## WRITTEN INSTRUCTION
Render the items below as a two-column CSV with the columns text and answer, one row for every piece of text in the items with the answer that follows it, each value in a single quoted field with line breaks replaced by spaces. Leave the pictures out.

* Begin SUPPLIED MATERIAL *

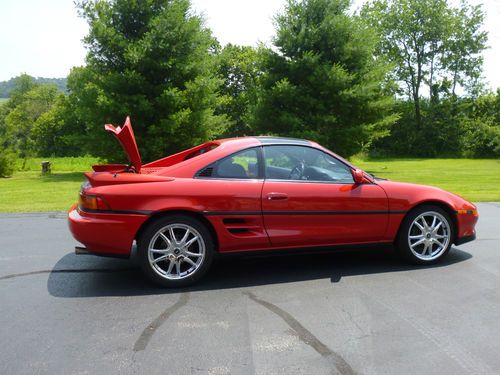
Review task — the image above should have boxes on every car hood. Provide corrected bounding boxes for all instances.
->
[376,180,476,210]
[104,116,142,173]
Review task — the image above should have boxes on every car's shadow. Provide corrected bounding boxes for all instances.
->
[47,248,472,297]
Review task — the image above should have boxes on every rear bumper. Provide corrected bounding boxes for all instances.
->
[68,204,149,257]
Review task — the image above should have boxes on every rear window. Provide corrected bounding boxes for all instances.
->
[184,143,218,160]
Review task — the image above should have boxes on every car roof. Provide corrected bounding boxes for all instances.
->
[216,135,312,146]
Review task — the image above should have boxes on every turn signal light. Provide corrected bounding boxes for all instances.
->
[457,210,477,216]
[78,193,110,210]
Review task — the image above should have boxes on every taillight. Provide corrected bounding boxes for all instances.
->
[78,192,110,210]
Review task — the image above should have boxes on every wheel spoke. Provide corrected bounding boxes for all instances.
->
[413,221,424,232]
[179,229,191,246]
[167,260,174,275]
[422,243,429,255]
[411,238,425,248]
[184,251,203,258]
[432,221,443,233]
[168,227,177,243]
[160,233,172,247]
[434,239,444,247]
[149,249,169,254]
[153,255,168,264]
[429,216,437,230]
[409,234,424,240]
[184,236,198,249]
[182,257,196,267]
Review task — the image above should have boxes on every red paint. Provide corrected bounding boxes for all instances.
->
[68,118,478,255]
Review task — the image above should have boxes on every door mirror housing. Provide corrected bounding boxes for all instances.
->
[352,169,366,184]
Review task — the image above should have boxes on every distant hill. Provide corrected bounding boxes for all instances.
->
[0,77,67,98]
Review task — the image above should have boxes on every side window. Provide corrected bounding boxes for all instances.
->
[264,145,354,183]
[196,148,259,179]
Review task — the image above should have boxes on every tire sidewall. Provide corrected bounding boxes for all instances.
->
[396,205,455,264]
[137,215,215,288]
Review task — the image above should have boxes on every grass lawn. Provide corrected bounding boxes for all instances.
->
[351,158,500,202]
[0,157,98,212]
[0,157,500,212]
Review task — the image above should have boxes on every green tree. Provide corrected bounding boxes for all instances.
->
[217,44,262,136]
[4,80,58,161]
[361,0,487,131]
[253,0,397,156]
[32,94,84,157]
[68,0,228,159]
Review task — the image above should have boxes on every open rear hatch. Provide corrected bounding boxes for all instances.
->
[92,116,142,173]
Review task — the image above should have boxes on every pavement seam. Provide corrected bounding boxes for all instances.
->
[243,291,356,375]
[0,268,137,280]
[134,292,189,352]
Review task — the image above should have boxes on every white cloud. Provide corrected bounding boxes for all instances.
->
[0,0,500,88]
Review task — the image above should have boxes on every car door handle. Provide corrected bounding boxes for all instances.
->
[266,193,288,201]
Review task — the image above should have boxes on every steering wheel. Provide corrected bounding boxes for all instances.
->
[289,163,305,180]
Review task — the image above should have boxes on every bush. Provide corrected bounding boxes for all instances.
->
[461,119,500,158]
[0,149,17,177]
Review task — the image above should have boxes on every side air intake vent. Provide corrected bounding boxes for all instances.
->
[198,167,214,177]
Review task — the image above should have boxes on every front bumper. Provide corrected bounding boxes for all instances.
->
[68,204,149,257]
[455,233,476,246]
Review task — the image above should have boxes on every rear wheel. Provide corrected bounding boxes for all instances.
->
[138,215,214,287]
[397,205,453,264]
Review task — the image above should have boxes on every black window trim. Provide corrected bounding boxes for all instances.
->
[193,146,264,181]
[262,144,356,185]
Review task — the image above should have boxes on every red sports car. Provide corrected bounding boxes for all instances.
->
[68,118,478,287]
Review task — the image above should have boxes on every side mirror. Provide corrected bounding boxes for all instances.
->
[352,169,365,184]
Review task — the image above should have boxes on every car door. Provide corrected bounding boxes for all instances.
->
[195,147,270,252]
[262,145,388,247]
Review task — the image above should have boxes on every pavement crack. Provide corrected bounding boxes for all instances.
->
[0,268,136,280]
[134,292,189,352]
[243,292,356,375]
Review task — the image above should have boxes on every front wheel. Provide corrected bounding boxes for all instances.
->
[137,215,214,287]
[396,205,453,264]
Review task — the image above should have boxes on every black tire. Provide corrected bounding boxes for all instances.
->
[137,214,215,288]
[396,205,455,264]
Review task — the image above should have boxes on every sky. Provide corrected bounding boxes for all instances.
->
[0,0,500,89]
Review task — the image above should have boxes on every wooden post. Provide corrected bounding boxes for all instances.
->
[42,161,50,174]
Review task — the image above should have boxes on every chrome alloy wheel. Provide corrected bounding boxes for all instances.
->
[148,224,205,280]
[408,211,451,261]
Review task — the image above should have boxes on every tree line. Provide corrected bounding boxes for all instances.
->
[0,0,500,178]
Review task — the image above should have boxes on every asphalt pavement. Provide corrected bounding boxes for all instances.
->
[0,203,500,375]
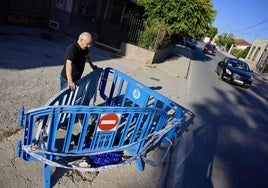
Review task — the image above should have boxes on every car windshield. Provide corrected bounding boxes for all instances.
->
[207,44,216,49]
[228,61,249,71]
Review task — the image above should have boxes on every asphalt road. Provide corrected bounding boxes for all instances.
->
[166,44,268,188]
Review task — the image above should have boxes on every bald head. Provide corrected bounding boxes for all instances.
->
[77,32,92,49]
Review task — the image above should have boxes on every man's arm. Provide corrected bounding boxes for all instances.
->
[66,59,76,90]
[86,54,98,70]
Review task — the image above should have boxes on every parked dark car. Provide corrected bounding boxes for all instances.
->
[216,57,253,88]
[203,44,217,55]
[185,39,197,49]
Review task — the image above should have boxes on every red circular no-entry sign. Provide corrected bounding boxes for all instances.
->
[98,114,119,131]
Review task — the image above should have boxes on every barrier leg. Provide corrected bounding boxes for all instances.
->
[43,163,51,188]
[135,157,144,172]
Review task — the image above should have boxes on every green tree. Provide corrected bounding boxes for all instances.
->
[215,33,235,51]
[138,0,216,38]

* End SUPPLIED MATERIAL *

## FINAL RESULT
text,answer
"Review task — the image above should have boxes on every car hood. Provide corrected bounding boxes for all instances. ->","[376,180,476,210] [104,116,142,173]"
"Review task — the image above should have boxes on every car's shadow. Provide corrected bounding boxes for all instances. ->","[47,248,472,297]"
"Review task — the image above should have boxes on every rear bumper. Provide corrected bounding boxes for all instances. ->","[68,204,149,257]"
"Review task — the image above should have boxes on every rear window. Provide corrected bounding boxes for all instances. ->","[184,143,218,160]"
"Review task — the image above should have boxes on every car roof. Provide corrected bounding boxes for all instances. ->","[216,135,312,146]"
"Review task — the image above should have boxes on every turn signal light. Provide corrected bounding boxes for all instances. ->","[457,210,477,216] [78,193,110,210]"
"Review task — the image above should have boxes on every taillight. Provide corrected bounding boxes for all instances. ->","[78,192,110,210]"
"Review task — the image above should have boxes on every wheel spoke. Provide corrected bounding boxes for all instances. ->","[413,221,424,232] [179,229,191,246] [167,260,174,275] [422,243,429,255] [411,238,425,248] [184,251,203,258] [432,221,443,233] [168,227,177,243] [160,233,172,247] [434,239,444,247] [149,249,169,254] [153,255,168,264] [429,216,437,230] [409,234,424,240] [184,236,198,249] [182,257,196,267]"
"Review task — the image above should have boxes on every red paint. Provide corrected bounding boxes for all instances. ->","[68,118,478,255]"
"Review task — the image above should have boxes on every door mirror housing. Provide corrected bounding boxes for all instances. ->","[352,169,366,184]"
"Review task — the image above should have boxes on every distant hill. Provide corrected bounding boxes for all instances. ->","[0,77,67,98]"
"Review task — the image above should have boxes on every side window. Provide corrected bounding boxes for all instances. ->","[264,145,354,183] [196,148,259,179]"
"Review task — the image above should have boxes on every tire sidewall. Provide corrected bounding boxes for all instances. ->","[396,205,455,264] [137,215,215,288]"
"Review task — the image above should have boxes on every grass lawn. Provide corrected bounding boxes for all instances. ->","[351,158,500,202] [0,157,98,212] [0,157,500,212]"
"Review task — the image above should have boxes on every green tree. Provide corrected bounding boxes for all instances. ->","[217,44,262,136] [4,80,58,161] [361,0,487,131] [253,0,397,156] [32,94,84,157] [68,0,228,159]"
"Review task — the image above should have boxes on every open rear hatch. Provide corrected bounding boxes for all instances. ->","[92,116,142,173]"
"Review task — the image above should have boxes on every pavement seam. Provide corrected bounding boxes for all instances. ->","[243,291,356,375] [0,268,137,280] [134,292,189,352]"
"Review task — the image above should have boxes on every white cloud. Provide corrected bounding boxes for all instances. ->","[0,0,500,88]"
"Review task — the image above should have boxes on every car door handle. Provide corrected bounding boxes for all instances. ->","[266,193,288,201]"
"Review task — the image above should have boxes on every steering wheel. Provide corrected bounding boxes for all instances. ->","[289,163,305,180]"
"Review task — the image above should have boxes on every bush. Provide corrected bounding boxes for all instances. ->","[461,119,500,158] [0,149,17,177]"
"Review task — the image above should have boxes on every side air intake vent. Provide corrected bounding boxes for all instances. ->","[198,167,214,177]"
"Review task — the image above should have boxes on every front bumper. Provide corrected bounding boxes for all instances. ->","[68,204,149,257] [455,233,476,246]"
"Review task — the image above should have boxes on every rear wheel. Provide corrected bounding boxes for all instances. ->","[138,215,214,287] [397,205,453,264]"
"Review task — the image above should have boxes on every black window trim. Provide corrected bounding boxes for all instances. ->","[193,146,264,181] [262,144,356,185]"
"Review task — the image above should have boxes on every red sports car. Provide corrected bounding boxes for all instances. ->","[68,118,478,287]"
"Review task — the image above should have boxes on every side mirror. Provide corrected bounding boxes for all instances. ->","[352,169,365,184]"
"Review task — the image above should have boxes on every car door. Provide corrected bounding boxes for all instances. ->","[195,147,270,252] [262,145,388,247]"
"Review task — the image above should have boxes on every pavement crack. Provide corrected bounding boxes for all instances. ->","[0,268,136,280] [134,292,189,352] [243,292,356,375]"
"Review task — the image above should have boxes on every front wheel. Provide corrected bounding boxes for all instances. ->","[137,215,214,287] [396,205,453,264]"
"Review task — the image above should have boxes on every black tire. Provide corrected bounding boxes for all instances. ->","[137,214,215,288] [396,205,455,264]"
"Review task — the image above should have boxes on every sky. Provide corrected bounding boxes for all instances. ->","[0,0,500,89]"
"Review task — the image above should have boxes on every wooden post. Provide corrected bounding boxes for all instances. ->","[42,161,50,174]"
"Review task — the image above should have boxes on every chrome alloy wheel. Provide corrected bounding boxes for all instances. ->","[148,224,205,280] [408,211,451,261]"
"Review task — the image above should have boxes on every tree line. Provide corrected bounding boxes for all instances. ->","[0,0,500,178]"
"Review task — the image above should have boxes on every asphalt pavement. Provide corrected bounding boxes for all instances. ->","[0,203,500,375]"
"Review task — the image above should have boxes on every car windshield. Provide corrected bounding boxes for all instances. ->","[207,44,216,49] [228,61,249,71]"
"Review task — the image above should have boxes on every asphalt road. Provide corrected bounding boxes for all instances. ->","[166,44,268,188]"
"Review task — the image above should have boxes on every bald head. Provide corrected bounding boxes for all instances. ->","[77,32,92,49]"
"Review task — the image above should have boxes on every man's arm. Provide corrected bounding boxes for all instances. ->","[66,59,76,90] [86,54,98,70]"
"Review task — the image above should have boxes on every parked dark car. Provide corrected bounding boxes for all instances. ->","[216,57,253,88] [203,44,217,55] [185,39,197,49]"
"Review task — the image above should have boxes on every red circular no-entry sign. Provide corrected bounding boxes for all instances. ->","[98,114,119,131]"
"Review task — the image above should have boxes on every barrier leg. Provide corrected bounding boxes for all instances. ->","[43,163,51,188] [135,157,144,172]"
"Review task — the image above should have boxes on every green tree. Provide corrected bounding boxes for all instances. ->","[215,33,235,51] [138,0,216,38]"